■ **SELECTED PASSAGE**
Any time you have some code that could potentially slow down or freeze the browser momentarily, show a feedback mechanism (in most cases a simple "Loading" message will do) to tell the user that something is indeed going on, and the browser didn't just randomly freeze.
Try to load as much as you can during initialization and cache everything. In my application, I'm doing something similar to Gmail: show a loading bar, load up everything that the application will ever need, and then give the user a smooth experience from there on out. Yes, they're going to have to potentially wait a couple seconds for it to load, but after that there should be no problems.
Minimize DOM manipulation. Raw number-crunching JavaScript performance might be "fast enough", but access to the DOM is still slow. Avoid creating and destroying elements; instead simply hide them if you don't need them at the moment.
I recently ran into the same problem and decided to go with browser side processing, everything worked great in FF and IE8 and IE8 in 7 mode, but then... our client, using Internet Explorer 7 ran into problems, the application would freeze up and a script timeout box would appear, I had put too much work into the solution to throw it away so I ended up spending an hour or so optimizing the script and adding setTimeout wherever possible.
My suggestions?
If possible, keep non-critical calculations client side.
To keep data transfers low, use JSON and let the client side sort out the HTML.
Test your script using the lowest common denominator.
If needed use the profiling feature in FireBug. Corollary: use the uncompressed (development) version of jQuery.
I agree with you. Push as much as possible to users, but not too much. If your app slows or even worse crashes their browser you loose.
My advice is to actually test how you application acts when turned on for all day. Check that there are no memory leaks. Check that there isn't a ajax request created every half of second after working with application for a while (timers in JS can be a pain sometime).
Apart from that never perform user input validation with javascript. Always duplicate it on server.
Edit
Use jquery live binding. It will save you a lot of time when rebinding generated content and will make your architecture more clear. Sadly when I was developing with jQuery it wasn't available yet; we used other tools with same effect.
In past I also had a problem when one page part generation using ajax depends on other part generation. Generating first part first and second part second will make your page slower as expected. Plan this in front. Develop a pages so that they already have all content when opened.
Also (regarding simple pages too), keep number of referenced files on one server low. Join javascript and css libraries into one file on server side. Keep images on separate host, better separate hosts (creating just a third level domain will do too). Though this is worth it only on production; it will make development process more difficult.
Of course it depends on the data, but a majority of the time if you can push it client side, do. Make the client do more of the processing and use less bandwidth. (Again this depends on the data, you can get into cases that you have to send more data across to do it client side).

■ **TASKS TO CARRY OUT**
**A)** Transcribe the stretch of the thread on client-side JavaScript performance from "If possible, keep" through "it on server.".
**B)** Go on with the thread on client-side JavaScript performance, starting after its last sentence.

■ **DATA SEGMENT**

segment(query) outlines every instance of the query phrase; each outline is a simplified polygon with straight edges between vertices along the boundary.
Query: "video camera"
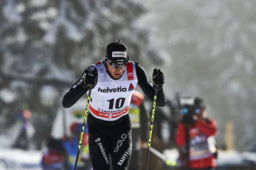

■ **RESULTS FOR EACH TASK**
**A)**
If possible, keep non-critical calculations client side.
To keep data transfers low, use JSON and let the client side sort out the HTML.
Test your script using the lowest common denominator.
If needed use the profiling feature in FireBug. Corollary: use the uncompressed (development) version of jQuery.
I agree with you. Push as much as possible to users, but not too much. If your app slows or even worse crashes their browser you loose.
My advice is to actually test how you application acts when turned on for all day. Check that there are no memory leaks. Check that there isn't a ajax request created every half of second after working with application for a while (timers in JS can be a pain sometime).
Apart from that never perform user input validation with javascript. Always duplicate it on server.

**B)**
Some stuff like security checks should always be done on the server. If you have a computation that takes a lot of data and produces less data, also put it on the server.
Incidentally, did you know you could run Javascript on the server side, rendering templates and hitting databases? Check out the CommonJS ecosystem.
There could also be cross-browser support issues. If you're using a cross-browser, client-side library (eg JQuery) and it can handle all the processing you need then you can let the library take care of it. Generating cross-browser HTML server-side can be harder (tends to be more manual), depending on the complexity of the markup.
this is possible, but with the heavy intial page load && heavy use of caching. take gmail as an example
On initial page load, it downloads most of the js files it needed to run. And most of all cached.
dont over use of images and graphics.
Load all the data need to show in intial load and along with the subsequent predictable user data. in gmail & latest yahoo mail the inbox is not only populated with the single mail conversation body, It loads first few full email messages in advance at the time of pageload. secret of high resposiveness comes with the cost (gmail asks to load the light version if the bandwidth is low.i bet most of us have experienced ).
follow KISS principle. means keep ur desgin simple.
And never try to render the whole page using javascript in any case, you cannot predict all your endusers using the high config systems or high bandwidth systems.
Its smart to split the workload between your server and client.
If you think in the future you might want to create an API for your application (communicating with iPhone or android apps, letting other sites integrate with yours,) your would have to duplicate a bunch of code for all those devices if you go with a bare-bones server implementation of your application.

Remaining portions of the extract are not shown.